╭─ Dati forniti
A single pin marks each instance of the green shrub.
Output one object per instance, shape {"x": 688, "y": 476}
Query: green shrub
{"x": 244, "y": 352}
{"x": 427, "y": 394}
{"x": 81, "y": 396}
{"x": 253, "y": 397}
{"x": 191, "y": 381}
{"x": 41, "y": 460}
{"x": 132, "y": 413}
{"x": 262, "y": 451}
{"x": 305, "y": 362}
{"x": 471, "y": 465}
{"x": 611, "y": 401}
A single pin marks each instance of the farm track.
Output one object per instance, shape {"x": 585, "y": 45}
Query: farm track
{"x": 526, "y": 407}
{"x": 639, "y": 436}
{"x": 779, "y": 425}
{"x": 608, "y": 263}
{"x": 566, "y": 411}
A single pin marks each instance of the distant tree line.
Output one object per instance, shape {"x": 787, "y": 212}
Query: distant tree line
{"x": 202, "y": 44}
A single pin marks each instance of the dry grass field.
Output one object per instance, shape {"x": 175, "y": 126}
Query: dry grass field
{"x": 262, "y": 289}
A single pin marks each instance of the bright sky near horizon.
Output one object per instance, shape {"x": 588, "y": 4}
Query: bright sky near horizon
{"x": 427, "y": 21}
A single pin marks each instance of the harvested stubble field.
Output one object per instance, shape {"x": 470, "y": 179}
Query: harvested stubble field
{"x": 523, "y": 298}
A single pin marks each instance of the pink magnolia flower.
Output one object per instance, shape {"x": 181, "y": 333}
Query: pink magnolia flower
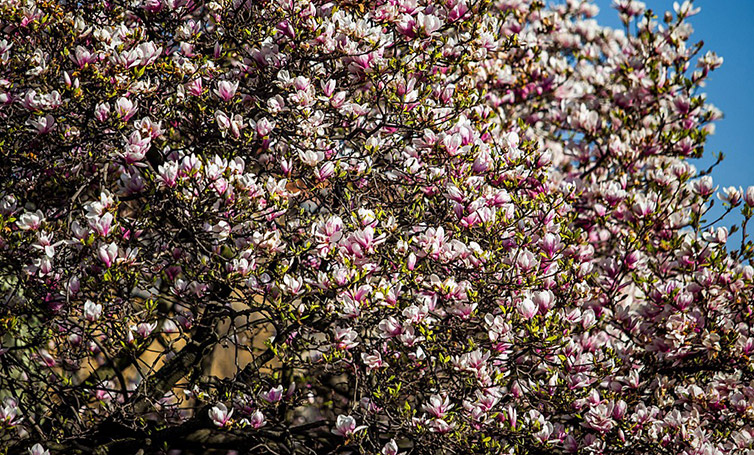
╰─
Testo del problema: Trascrivi senza alcuna modifica tutto ciò che va dalla riga contenente "A single pin marks each instance of the harvested" fino alla fine dei record, estremi compresi. Escludi le immagini dalla risposta.

Soluzione dell'esercizio:
A single pin marks each instance of the harvested stubble field.
Output one object per instance, shape {"x": 470, "y": 179}
Query: harvested stubble field
{"x": 523, "y": 298}
A single pin marks each instance of the pink magnolia flower.
Output one object per instance, shape {"x": 181, "y": 333}
Query: pink magnolia flower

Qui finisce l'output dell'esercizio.